Deutschkurse für Geflüchtete
Sprache ist der Schlüssel zur Integration. Wenn Flüchtlinge in unserer Gesellschaft Arbeit und Ausbildung finden sollen, dann benötigen sie hierfür ein Mindestmaß an Deutschkenntnissen. Diese Einsicht ist zwar allgemein akzeptiert, Angebote dafür sind jedoch nicht ausreichend vorhanden. Das Sprachenzentrum der Bauhaus-Universität Weimar und andere professionelle Sprachschulen in der Stadt reichen bei weitem nicht aus. Ein bisschen Deutsch vermitteln – zumindest für den Anfang – müsste doch aber jede(r) können.
Das war die grundsätzliche Idee, mit der an der Professur Sozialwissenschaftliche Stadtforschung der Fakultät Architektur und Urbanistik seit dem Wintersemester 2015/16 zusammen mit der studentischen Initiative WE Help Weimar ehrenamtlicher Deutschunterricht organisiert wird. Was als eine bescheidene Idee begann, wuchs schnell zu einer Initiative aus, an der sich zwischenzeitlich 50 ehrenamtliche Dozentinnen und Dozenten beteiligten.
Noch nie Sprachunterricht gegeben oder unterrichtet – für viele Studierende war es trotzdem selbstverständlich sich zu engagieren. Schlossen sich zunächst nur Studierende an, die mit dem Lehrstuhlinhaber Prof. Frank Eckardt bereits im Semester zuvor zum Thema »Willkommensstädte« gearbeitet hatten, konnten immer mehr Studierende aus allen Fakultäten gefunden werden, die sich engagieren wollten. Das war auch sehr nötig, denn statt der angezielten 20 Flüchtlinge kamen mehr als 100. Nicht alle konnten aufgenommen werden und auch im Laufe der vier etablierten Kurse mussten leider neuankommende Flüchtlinge abgewiesen werden.

------------------------------------

▶ **Aufgaben**:
(1) Schreiben Sie aus dem Text über die Deutschkurse für Geflüchtete den Abschnitt wortgetreu ab, der mit den Worten „Das war die“ beginnt und mit „und Dozenten beteiligten.“ endet.
(2) Nennen Sie in der Reihenfolge ihres Vorkommens alle Wörter im Text über die Deutschkurse für Geflüchtete, die mit der Buchstabenfolge „Sprach“ beginnen.

▶ **Datensatz**:
------------------------------------

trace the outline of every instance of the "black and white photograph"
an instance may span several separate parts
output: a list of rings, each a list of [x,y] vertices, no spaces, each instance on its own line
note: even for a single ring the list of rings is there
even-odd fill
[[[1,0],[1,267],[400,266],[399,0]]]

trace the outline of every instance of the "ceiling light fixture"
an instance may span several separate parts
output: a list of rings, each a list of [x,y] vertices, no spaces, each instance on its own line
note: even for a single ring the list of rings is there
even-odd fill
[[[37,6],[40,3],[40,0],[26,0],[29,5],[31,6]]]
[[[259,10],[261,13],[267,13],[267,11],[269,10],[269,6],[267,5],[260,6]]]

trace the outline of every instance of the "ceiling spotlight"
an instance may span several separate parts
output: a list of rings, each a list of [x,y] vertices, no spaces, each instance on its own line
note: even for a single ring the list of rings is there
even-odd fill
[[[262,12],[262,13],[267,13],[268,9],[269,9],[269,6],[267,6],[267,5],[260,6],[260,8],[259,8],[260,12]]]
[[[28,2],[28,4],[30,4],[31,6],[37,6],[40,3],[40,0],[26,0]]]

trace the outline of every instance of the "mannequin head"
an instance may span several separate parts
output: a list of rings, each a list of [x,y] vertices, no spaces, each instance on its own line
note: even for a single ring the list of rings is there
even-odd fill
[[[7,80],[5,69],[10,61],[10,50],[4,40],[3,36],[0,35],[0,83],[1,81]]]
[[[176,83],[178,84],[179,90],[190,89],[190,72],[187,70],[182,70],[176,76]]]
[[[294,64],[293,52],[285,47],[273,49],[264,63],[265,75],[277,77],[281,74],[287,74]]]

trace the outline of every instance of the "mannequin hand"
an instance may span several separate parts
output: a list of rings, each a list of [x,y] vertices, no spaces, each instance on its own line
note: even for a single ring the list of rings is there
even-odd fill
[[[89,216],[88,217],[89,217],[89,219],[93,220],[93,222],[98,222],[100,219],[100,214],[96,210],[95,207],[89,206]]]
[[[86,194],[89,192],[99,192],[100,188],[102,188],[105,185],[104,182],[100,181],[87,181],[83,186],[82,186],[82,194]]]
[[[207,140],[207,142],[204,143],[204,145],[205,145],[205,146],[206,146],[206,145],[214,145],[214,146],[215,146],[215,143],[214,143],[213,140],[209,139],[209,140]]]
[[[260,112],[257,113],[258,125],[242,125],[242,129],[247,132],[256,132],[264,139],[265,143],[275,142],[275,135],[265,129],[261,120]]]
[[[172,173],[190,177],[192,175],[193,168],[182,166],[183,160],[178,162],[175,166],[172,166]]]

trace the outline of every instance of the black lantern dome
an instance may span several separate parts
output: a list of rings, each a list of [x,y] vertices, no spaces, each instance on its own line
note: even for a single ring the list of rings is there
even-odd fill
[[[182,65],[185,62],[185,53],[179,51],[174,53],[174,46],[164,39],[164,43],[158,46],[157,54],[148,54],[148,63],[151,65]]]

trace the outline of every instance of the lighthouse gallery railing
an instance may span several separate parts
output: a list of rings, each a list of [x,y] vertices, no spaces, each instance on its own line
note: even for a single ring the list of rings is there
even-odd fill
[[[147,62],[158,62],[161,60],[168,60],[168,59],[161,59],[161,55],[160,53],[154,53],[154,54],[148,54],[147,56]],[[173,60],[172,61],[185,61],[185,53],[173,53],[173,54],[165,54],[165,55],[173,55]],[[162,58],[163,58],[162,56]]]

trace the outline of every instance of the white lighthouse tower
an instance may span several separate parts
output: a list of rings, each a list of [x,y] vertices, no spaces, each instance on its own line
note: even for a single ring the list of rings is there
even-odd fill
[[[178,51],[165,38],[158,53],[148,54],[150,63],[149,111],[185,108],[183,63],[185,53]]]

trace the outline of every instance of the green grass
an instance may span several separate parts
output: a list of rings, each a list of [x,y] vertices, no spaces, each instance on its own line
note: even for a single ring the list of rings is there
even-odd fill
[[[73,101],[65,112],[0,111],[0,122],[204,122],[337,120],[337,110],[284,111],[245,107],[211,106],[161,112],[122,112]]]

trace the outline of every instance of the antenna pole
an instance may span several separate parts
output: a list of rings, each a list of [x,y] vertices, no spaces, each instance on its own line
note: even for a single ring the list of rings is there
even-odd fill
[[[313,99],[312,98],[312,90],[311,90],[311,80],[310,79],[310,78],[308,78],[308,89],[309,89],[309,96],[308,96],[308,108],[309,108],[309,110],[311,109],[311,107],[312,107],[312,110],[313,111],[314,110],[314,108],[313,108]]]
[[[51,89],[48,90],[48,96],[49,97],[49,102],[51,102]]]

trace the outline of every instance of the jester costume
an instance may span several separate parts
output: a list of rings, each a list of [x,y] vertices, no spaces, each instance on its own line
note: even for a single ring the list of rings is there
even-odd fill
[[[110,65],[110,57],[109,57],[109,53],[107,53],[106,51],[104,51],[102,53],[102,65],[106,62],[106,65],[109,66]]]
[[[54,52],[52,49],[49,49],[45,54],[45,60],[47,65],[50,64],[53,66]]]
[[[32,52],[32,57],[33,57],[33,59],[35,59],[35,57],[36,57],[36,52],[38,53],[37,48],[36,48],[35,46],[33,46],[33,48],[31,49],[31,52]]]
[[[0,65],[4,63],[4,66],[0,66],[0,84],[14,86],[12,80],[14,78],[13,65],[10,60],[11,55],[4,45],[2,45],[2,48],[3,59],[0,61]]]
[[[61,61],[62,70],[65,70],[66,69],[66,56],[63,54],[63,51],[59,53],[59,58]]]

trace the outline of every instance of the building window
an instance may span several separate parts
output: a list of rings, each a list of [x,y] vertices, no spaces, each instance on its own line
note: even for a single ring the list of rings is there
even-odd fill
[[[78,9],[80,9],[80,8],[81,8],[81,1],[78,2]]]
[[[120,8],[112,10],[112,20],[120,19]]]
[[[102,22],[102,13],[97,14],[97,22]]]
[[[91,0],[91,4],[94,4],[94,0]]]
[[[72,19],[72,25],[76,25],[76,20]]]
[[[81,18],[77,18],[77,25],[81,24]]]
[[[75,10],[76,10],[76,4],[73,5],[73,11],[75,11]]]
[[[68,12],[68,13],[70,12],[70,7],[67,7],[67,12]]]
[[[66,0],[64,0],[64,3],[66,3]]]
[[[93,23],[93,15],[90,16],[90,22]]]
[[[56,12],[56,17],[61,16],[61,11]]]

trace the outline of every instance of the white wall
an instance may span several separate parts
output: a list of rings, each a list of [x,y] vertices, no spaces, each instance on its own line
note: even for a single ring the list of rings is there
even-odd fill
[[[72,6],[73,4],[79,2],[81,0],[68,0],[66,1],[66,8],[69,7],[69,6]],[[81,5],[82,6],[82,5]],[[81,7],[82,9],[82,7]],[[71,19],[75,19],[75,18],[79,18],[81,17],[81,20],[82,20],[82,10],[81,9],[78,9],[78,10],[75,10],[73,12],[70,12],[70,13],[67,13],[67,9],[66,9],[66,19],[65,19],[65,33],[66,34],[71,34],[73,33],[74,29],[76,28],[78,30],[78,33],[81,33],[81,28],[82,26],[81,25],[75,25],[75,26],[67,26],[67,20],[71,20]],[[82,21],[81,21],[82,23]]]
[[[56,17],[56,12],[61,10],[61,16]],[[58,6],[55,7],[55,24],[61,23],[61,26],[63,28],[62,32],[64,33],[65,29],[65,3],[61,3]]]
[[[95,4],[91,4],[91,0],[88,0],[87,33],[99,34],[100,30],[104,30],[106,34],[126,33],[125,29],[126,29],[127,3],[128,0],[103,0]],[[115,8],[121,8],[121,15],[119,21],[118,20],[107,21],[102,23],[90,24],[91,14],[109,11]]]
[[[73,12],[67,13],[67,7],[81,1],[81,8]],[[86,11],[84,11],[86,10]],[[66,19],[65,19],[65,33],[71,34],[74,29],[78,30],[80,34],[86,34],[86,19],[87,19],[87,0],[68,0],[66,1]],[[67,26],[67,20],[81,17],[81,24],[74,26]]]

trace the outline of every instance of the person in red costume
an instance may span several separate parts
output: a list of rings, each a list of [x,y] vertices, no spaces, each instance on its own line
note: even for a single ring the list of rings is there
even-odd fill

------------------------------------

▶ **Lösungen nach Nummer**:
(1)
Das war die grundsätzliche Idee, mit der an der Professur Sozialwissenschaftliche Stadtforschung der Fakultät Architektur und Urbanistik seit dem Wintersemester 2015/16 zusammen mit der studentischen Initiative WE Help Weimar ehrenamtlicher Deutschunterricht organisiert wird. Was als eine bescheidene Idee begann, wuchs schnell zu einer Initiative aus, an der sich zwischenzeitlich 50 ehrenamtliche Dozentinnen und Dozenten beteiligten.

(2) Sprache, Sprachenzentrum, Sprachschulen, Sprachunterricht